What is required:
Retype the listing that follows, word for word.

Task data:
::::

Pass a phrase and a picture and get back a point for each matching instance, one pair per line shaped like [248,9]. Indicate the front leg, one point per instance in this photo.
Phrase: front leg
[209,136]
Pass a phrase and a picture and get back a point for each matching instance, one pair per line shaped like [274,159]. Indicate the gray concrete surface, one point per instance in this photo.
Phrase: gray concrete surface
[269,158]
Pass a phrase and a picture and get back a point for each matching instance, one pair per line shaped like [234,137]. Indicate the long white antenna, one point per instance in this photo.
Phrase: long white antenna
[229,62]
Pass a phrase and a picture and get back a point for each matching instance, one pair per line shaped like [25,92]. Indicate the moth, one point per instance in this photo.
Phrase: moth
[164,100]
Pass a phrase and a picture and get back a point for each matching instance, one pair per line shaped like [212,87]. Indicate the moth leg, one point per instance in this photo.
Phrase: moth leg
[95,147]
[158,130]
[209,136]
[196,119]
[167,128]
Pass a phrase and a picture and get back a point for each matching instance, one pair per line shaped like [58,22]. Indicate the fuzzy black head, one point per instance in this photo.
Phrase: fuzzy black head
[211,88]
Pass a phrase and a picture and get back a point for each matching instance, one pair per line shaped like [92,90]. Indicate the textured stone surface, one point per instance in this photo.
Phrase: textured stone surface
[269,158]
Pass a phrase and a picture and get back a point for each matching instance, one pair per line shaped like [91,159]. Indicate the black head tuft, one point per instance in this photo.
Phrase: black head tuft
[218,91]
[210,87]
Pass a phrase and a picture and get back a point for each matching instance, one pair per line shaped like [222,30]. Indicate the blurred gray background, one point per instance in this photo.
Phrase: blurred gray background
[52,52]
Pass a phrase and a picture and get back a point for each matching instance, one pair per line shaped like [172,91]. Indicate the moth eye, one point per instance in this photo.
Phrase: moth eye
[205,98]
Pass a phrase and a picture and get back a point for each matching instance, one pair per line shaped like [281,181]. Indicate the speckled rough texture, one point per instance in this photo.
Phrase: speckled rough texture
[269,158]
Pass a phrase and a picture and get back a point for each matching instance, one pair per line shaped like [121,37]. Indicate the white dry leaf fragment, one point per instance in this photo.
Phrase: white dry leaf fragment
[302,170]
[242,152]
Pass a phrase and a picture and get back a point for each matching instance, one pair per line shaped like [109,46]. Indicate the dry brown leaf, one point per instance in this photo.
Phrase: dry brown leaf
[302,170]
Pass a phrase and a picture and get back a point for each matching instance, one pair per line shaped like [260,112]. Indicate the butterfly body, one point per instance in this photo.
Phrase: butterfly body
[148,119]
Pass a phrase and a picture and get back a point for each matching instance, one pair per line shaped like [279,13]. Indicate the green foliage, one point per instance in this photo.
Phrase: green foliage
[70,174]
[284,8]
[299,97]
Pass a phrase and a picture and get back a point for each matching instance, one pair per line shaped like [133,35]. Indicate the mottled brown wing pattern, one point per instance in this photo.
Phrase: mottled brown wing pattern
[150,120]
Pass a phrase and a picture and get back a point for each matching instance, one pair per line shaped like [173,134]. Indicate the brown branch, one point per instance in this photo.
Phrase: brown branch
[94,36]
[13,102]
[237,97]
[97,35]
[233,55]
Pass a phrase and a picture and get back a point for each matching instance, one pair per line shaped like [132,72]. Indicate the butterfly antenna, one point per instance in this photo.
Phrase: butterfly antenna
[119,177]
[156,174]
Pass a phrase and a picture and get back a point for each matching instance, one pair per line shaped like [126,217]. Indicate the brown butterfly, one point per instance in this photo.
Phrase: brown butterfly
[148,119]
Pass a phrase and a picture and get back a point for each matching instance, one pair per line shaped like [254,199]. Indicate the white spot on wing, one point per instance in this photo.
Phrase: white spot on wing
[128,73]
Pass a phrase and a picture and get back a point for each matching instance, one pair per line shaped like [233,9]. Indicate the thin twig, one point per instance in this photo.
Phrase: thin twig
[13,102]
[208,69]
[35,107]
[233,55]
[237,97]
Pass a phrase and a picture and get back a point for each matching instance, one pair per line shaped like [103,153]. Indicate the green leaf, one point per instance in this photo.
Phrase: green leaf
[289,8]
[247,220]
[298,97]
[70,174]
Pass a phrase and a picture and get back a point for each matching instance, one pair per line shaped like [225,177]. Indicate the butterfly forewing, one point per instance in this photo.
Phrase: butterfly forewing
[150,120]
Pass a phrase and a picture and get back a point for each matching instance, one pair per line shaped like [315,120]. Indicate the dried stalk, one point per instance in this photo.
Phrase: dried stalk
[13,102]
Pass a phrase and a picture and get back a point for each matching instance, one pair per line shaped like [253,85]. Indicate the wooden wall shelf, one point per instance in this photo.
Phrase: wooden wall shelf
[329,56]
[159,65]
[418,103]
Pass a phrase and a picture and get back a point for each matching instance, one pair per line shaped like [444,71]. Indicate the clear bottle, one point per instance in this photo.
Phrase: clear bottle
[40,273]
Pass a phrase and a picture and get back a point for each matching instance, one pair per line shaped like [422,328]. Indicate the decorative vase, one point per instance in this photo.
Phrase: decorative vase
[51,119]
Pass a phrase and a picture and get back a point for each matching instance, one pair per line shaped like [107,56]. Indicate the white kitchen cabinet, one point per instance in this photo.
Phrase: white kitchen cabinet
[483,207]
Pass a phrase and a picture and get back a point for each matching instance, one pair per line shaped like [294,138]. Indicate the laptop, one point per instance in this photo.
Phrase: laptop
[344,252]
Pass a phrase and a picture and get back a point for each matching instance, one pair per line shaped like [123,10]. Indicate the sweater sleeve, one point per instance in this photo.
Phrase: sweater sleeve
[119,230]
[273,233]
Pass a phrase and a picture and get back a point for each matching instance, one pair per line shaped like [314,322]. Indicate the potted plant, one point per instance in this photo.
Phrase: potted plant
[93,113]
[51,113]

::::

Exercise response:
Pass a phrase and a picture and get back a point for each matching instance, one pair per line shaped like [248,9]. Indicate the front leg, one point per instance in this photo.
Phrase: front leg
[209,136]
Pass a phrase and a picture and get back a point for each matching instance, one pair per line shaped like [274,159]. Indicate the gray concrete surface, one point per instance in this photo.
Phrase: gray concrete surface
[269,158]
Pass a phrase and a picture and get back a point for each matching instance, one pair per line shaped like [234,137]. Indicate the long white antenna, one point per instance in this photo.
Phrase: long white antenna
[229,62]
Pass a phrase and a picture and get back a point for each matching instance, one pair per line shaped like [25,92]. Indicate the moth, one point per instance in this photo.
Phrase: moth
[164,100]
Pass a phrase and a picture and get back a point for each matching instance, one pair per line shaped like [212,87]. Indicate the moth leg, one point per instance in this photo.
Phrase: moth leg
[95,147]
[158,130]
[209,136]
[196,119]
[167,128]
Pass a phrase and a picture and get back a point for each matching instance, one pair per line shaped like [58,22]. Indicate the fuzzy black head, one point per instance in this photo.
Phrase: fuzzy black head
[211,88]
Pass a phrase and a picture and get back a point for each matching instance, one pair per line shaped like [92,90]. Indicate the textured stone surface, one point per instance in this photo.
Phrase: textured stone surface
[269,158]
Pass a phrase and a picture and get back a point for each matching instance, one pair per line shaped like [91,159]. Indicate the black head tuft, one point per instance in this photo.
Phrase: black head tuft
[218,91]
[210,87]
Pass a phrase and a picture and get back a point for each matching instance, one pair per line shaped like [222,30]. Indicate the blurred gray background, one point per instance in this photo.
Phrase: blurred gray background
[52,52]
Pass a phrase and a picture and get back a point for each matching instance, one pair per line shaped like [172,91]. Indicate the moth eye, one point per instance in this photo.
Phrase: moth eye
[205,98]
Pass a phrase and a picture and get back a point for each matching instance, one pair per line shaped like [281,181]. Indicate the speckled rough texture, one point per instance in this photo.
Phrase: speckled rough texture
[269,158]
Pass a phrase and a picture and get back a point for each matching instance, one pair per line shaped like [121,37]. Indicate the white dry leaf fragment, one point per instance in this photo.
Phrase: white dry leaf fragment
[302,170]
[242,152]
Pass a phrase and a picture and get back a point for each matching instance, one pair per line shaped like [109,46]. Indicate the dry brown leaf, one point per instance in this photo.
Phrase: dry brown leaf
[302,170]
Pass a phrase and a picture and get back a point for each matching instance, one pair per line shaped like [260,112]. Indicate the butterfly body, one point per instance in this photo.
Phrase: butterfly body
[148,119]
Pass a phrase and a picture and get back a point for each matching instance, one pair per line shaped like [279,13]. Indicate the green foliage, one point per instance in this photo.
Phrase: green foliage
[70,174]
[284,8]
[299,97]
Pass a phrase and a picture and get back a point for each matching instance, one pair per line shaped like [133,35]. Indicate the mottled brown wing pattern, one point per instance in this photo.
Phrase: mottled brown wing pattern
[150,120]
Pass a phrase and a picture and get back a point for each matching instance, one pair per line shaped like [173,134]. Indicate the brown branch, one point per instance in this photo.
Phrase: brown branch
[94,36]
[13,102]
[237,97]
[97,35]
[233,55]
Pass a phrase and a picture and get back a point for each matching instance, one pair per line shaped like [132,72]. Indicate the butterfly antenna, one point per instance in this photo.
Phrase: butterfly antenna
[119,177]
[156,174]
Pass a phrase and a picture and get back a point for each matching instance, one pair per line shaped like [126,217]. Indicate the brown butterfly, one point per instance in this photo.
Phrase: brown butterfly
[148,119]
Pass a phrase and a picture and get back a point for each matching instance, one pair per line shaped like [254,199]. Indicate the white spot on wing, one point per instance in this photo.
Phrase: white spot on wing
[128,73]
Pass a phrase and a picture and get back a point for each matching instance, one pair per line shaped like [233,9]. Indicate the thin twig, one point per instance in this photo.
Phrase: thin twig
[13,102]
[208,69]
[35,107]
[233,55]
[237,97]
Pass a phrase and a picture and get back a point for each matching instance, one pair per line shaped like [103,153]. Indicate the green leaf, one point per instance in this photo.
Phrase: green leaf
[289,8]
[247,220]
[298,97]
[70,174]
Pass a phrase and a picture and get back a point for each matching instance, one pair per line shaped like [225,177]. Indicate the butterfly forewing, one point per instance in this photo.
Phrase: butterfly forewing
[150,120]
Pass a phrase and a picture and get back a point for each matching instance, one pair per line shaped like [315,120]. Indicate the dried stalk, one point per instance in this photo.
Phrase: dried stalk
[13,102]
Pass a phrase and a picture and get back a point for each matching instance, one pair per line shaped like [253,85]. Indicate the wooden wall shelf, one point per instance in this photo.
Phrase: wooden wall shelf
[329,56]
[159,65]
[418,103]
Pass a phrase and a picture and get back a point for each matching instance, one pair per line shaped like [444,71]. Indicate the clear bottle, one point per instance in this photo.
Phrase: clear bottle
[40,273]
Pass a phrase and a picture and get back a point for each matching instance, one pair per line shaped like [422,328]. Indicate the decorative vase, one point per instance in this photo.
Phrase: decorative vase
[51,119]
Pass a phrase and a picture and get back a point for each matching instance, one pair per line shaped like [107,56]. Indicate the white kitchen cabinet, one point per instance in this photo.
Phrase: white kitchen cabinet
[483,207]
Pass a phrase and a picture and get back a point for each matching instance, one pair per line shaped like [294,138]. Indicate the laptop, one point per instance in this photo.
Phrase: laptop
[344,252]
Pass a phrase and a picture and get back a point for each matching instance, one pair per line shaped like [123,10]. Indicate the sweater sleeve, one point per instance in this photo.
Phrase: sweater sleeve
[119,230]
[273,233]
Pass a phrase and a picture and get back a point for each matching instance, one pair per line shaped like [314,322]. Indicate the potted plant, one point per instance in this photo.
Phrase: potted plant
[93,113]
[51,113]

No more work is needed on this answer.